§ What you need to do:
Copy out again, unchanged, the listing below from the line that has "the front-load dryer" through the line that has "the wall outlet".
------
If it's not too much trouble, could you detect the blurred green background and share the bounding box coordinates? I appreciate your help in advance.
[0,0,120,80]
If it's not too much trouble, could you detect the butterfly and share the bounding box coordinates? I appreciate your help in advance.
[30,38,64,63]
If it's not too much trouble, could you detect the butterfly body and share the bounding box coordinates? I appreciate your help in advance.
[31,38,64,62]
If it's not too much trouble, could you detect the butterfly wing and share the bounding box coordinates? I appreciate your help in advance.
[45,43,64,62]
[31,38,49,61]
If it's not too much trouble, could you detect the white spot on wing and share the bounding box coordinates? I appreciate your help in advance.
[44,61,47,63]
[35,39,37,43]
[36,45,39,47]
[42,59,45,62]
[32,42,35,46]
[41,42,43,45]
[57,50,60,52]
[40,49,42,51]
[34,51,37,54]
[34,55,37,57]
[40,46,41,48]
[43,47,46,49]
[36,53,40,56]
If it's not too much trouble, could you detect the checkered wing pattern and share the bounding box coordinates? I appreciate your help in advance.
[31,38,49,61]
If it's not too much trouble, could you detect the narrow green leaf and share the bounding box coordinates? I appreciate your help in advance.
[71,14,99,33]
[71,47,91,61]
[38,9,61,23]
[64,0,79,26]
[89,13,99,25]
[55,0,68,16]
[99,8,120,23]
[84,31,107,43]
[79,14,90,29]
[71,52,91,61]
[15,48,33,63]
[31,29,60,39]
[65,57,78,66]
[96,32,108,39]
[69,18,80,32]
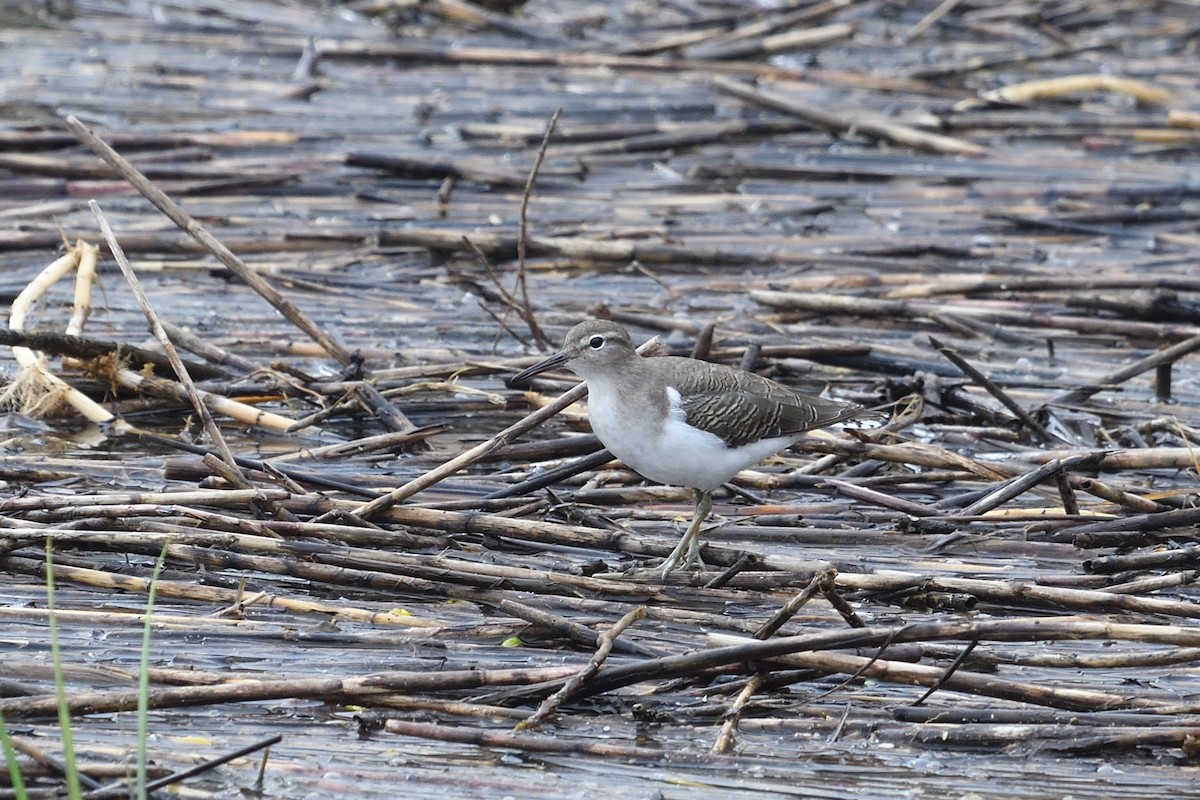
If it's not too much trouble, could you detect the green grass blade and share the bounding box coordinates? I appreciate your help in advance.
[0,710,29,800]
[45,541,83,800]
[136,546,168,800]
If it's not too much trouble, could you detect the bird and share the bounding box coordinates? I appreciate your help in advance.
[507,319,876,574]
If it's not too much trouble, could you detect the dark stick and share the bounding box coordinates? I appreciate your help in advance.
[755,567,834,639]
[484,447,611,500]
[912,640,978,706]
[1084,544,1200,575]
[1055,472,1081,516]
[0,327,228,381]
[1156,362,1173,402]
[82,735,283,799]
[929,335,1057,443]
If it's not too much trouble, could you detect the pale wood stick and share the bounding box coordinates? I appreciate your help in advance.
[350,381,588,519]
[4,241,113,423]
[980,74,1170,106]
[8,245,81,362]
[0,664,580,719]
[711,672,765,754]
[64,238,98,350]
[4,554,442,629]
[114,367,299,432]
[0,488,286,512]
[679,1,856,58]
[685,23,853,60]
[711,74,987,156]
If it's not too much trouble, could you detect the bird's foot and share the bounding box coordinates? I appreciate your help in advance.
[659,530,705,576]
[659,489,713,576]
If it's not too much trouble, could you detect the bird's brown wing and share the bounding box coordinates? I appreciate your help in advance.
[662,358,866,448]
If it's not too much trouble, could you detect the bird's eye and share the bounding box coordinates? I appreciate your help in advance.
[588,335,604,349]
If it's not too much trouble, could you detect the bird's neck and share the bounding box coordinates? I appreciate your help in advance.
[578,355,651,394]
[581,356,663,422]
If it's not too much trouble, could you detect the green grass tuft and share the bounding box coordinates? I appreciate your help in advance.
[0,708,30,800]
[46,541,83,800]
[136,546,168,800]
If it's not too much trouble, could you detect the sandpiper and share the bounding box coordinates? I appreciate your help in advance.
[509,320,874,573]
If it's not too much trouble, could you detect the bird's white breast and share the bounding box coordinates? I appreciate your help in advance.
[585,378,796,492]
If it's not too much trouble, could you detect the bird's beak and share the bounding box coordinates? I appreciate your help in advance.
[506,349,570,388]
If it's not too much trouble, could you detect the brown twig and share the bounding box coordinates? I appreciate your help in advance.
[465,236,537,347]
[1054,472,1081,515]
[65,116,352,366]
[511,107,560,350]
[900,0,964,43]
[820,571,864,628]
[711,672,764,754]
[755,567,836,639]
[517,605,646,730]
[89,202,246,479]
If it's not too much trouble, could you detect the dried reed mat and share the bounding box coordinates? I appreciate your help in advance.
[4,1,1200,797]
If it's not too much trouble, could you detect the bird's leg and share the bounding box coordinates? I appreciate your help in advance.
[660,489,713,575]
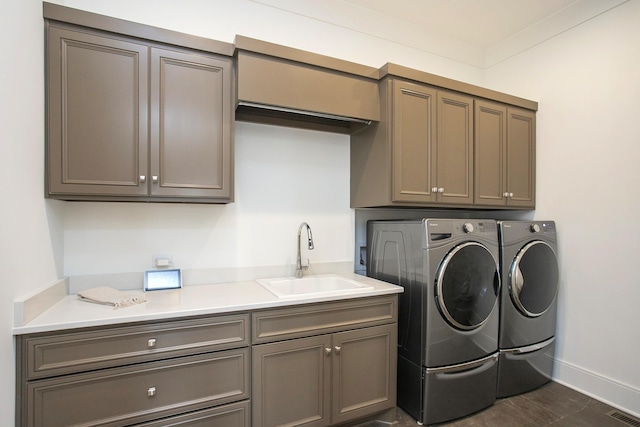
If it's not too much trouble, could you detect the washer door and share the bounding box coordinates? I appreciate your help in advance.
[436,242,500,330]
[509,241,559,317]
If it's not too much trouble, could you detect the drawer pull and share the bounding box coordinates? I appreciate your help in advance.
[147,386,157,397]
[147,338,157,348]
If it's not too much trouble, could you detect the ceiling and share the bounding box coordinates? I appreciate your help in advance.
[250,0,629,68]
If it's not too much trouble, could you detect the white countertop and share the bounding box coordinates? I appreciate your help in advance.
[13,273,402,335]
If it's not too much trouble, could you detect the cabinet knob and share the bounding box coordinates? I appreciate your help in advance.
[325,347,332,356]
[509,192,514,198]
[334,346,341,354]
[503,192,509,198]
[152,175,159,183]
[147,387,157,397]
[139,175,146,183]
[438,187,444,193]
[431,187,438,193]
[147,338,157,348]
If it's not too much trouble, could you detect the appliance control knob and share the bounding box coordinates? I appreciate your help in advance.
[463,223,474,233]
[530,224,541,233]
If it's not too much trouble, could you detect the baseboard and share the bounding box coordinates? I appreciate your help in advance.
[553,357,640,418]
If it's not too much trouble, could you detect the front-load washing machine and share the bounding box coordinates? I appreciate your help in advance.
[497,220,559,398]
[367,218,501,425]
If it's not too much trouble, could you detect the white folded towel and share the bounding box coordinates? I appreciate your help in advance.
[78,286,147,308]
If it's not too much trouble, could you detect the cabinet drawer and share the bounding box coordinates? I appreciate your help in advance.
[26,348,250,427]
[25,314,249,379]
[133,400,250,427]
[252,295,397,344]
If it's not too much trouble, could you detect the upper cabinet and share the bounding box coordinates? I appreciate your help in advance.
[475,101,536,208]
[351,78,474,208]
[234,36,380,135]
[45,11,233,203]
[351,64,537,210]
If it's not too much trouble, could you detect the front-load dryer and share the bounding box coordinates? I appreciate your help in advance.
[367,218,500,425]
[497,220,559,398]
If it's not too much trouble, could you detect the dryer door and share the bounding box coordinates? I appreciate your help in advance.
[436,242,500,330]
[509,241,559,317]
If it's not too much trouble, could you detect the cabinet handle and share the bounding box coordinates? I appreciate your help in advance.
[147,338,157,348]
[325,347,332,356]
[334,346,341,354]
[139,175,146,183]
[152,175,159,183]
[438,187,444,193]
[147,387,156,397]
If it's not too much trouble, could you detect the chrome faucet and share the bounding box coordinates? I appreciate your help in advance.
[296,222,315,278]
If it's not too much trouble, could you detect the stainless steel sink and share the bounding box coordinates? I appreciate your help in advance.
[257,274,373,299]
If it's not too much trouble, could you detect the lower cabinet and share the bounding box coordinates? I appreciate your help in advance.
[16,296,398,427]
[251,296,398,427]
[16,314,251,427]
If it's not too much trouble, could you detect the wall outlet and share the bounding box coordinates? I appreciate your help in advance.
------
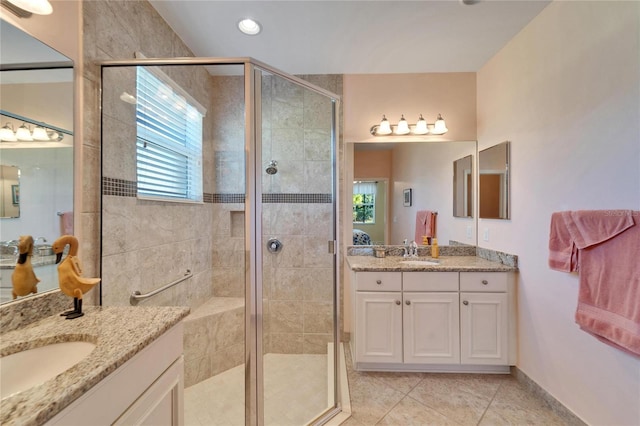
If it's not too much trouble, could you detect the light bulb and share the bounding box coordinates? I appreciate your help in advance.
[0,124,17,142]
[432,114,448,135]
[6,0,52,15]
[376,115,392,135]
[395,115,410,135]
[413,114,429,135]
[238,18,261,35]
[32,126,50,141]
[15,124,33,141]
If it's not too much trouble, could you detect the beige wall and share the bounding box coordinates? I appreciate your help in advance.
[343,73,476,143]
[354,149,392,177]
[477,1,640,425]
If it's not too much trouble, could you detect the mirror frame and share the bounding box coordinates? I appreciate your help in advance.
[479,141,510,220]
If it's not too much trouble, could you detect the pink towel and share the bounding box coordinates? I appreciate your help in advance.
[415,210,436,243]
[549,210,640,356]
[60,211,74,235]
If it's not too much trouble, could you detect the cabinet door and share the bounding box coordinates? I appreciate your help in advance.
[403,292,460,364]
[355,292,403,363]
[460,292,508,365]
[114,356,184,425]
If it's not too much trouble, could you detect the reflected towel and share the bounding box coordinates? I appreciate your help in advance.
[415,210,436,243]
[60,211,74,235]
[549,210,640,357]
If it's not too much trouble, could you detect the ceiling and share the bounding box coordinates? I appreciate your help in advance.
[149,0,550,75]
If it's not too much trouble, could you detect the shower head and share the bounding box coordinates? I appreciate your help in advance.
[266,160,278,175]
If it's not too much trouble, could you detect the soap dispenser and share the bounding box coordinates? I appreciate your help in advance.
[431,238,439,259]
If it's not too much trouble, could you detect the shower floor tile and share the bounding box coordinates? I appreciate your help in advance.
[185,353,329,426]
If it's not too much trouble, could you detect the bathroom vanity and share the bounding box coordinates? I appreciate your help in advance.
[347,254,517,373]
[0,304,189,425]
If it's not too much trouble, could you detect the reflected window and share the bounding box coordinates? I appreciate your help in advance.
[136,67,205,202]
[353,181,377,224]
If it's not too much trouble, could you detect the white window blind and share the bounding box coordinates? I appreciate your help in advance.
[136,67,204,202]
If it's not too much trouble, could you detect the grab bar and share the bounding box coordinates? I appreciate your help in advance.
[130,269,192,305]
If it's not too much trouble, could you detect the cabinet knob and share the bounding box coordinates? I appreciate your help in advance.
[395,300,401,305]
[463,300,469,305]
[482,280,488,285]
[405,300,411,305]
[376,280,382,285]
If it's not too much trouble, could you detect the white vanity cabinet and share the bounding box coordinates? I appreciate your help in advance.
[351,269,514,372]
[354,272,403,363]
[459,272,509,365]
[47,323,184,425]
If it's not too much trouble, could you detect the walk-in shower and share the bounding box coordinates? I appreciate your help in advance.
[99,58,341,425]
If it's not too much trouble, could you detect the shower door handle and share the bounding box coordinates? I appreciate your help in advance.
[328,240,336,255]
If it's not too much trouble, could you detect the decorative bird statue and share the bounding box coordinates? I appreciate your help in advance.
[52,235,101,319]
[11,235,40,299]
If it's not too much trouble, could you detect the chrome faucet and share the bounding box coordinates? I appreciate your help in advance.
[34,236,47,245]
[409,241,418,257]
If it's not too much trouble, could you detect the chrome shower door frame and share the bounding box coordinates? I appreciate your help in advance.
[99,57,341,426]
------
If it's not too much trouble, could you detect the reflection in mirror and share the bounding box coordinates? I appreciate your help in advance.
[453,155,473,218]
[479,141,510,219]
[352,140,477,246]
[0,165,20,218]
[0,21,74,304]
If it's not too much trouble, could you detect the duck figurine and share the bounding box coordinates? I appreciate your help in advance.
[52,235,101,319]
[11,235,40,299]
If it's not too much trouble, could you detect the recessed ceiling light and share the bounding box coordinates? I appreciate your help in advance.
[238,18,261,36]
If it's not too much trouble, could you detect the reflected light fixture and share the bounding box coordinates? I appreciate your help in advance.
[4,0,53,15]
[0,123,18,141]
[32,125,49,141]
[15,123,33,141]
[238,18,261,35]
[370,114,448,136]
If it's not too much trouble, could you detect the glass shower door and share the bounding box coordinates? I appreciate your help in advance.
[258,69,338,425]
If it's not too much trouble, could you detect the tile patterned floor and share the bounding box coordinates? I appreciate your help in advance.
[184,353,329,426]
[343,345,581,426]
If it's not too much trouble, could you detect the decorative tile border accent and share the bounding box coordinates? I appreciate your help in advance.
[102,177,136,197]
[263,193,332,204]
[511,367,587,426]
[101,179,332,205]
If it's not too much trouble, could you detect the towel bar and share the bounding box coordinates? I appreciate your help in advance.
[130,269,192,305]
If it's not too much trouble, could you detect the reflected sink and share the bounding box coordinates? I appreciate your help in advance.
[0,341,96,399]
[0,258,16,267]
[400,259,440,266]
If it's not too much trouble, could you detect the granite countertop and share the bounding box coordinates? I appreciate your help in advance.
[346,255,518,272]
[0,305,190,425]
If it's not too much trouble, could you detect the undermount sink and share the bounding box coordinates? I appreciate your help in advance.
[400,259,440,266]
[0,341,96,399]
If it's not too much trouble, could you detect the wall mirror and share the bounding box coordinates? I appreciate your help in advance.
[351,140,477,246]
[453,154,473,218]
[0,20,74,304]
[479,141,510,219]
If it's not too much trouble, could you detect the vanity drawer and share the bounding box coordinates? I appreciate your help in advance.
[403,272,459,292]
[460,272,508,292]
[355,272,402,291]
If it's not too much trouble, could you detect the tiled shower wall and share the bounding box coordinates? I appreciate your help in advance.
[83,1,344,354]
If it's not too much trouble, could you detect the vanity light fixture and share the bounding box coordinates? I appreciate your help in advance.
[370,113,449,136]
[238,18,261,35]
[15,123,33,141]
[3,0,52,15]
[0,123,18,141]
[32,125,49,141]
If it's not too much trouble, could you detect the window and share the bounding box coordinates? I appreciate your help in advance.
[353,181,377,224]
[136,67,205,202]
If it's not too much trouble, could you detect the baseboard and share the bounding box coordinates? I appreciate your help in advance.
------
§ Final answer:
If it's not too much trouble, could you detect the front-load dryer and share the bounding box coordinates? I appreciate your help in advance.
[367,218,500,425]
[497,220,559,398]
If it's not too much trouble, could you detect the dryer door and share the bounding box coordinates? I appreciate your help in advance.
[436,242,500,330]
[509,241,559,317]
If it's not too much trouble, could you detect the cabinet handle and share the bounding box coordinates? I appreciate your help in advance.
[147,338,157,348]
[325,347,332,356]
[334,346,341,354]
[139,175,146,183]
[152,175,159,183]
[438,187,444,193]
[147,387,156,397]
If it's not too much trouble, could you detect the chrome faucet and share the bounding box coordinates? I appreciate your help in advance.
[296,222,315,278]
If it's not too much trouble, could you detect the stainless steel sink and share the bounding box coordinates? I appreciate your help in advance.
[257,274,373,299]
If it's not too much trouble, could you detect the lower cabinet and share the bounding box coordinates? I appreciate your help in advance.
[16,296,398,427]
[251,296,398,427]
[16,314,251,427]
If it's not too much trouble, could you detect the wall outlet and share the bounding box coordinates? I appreciate your help in advance.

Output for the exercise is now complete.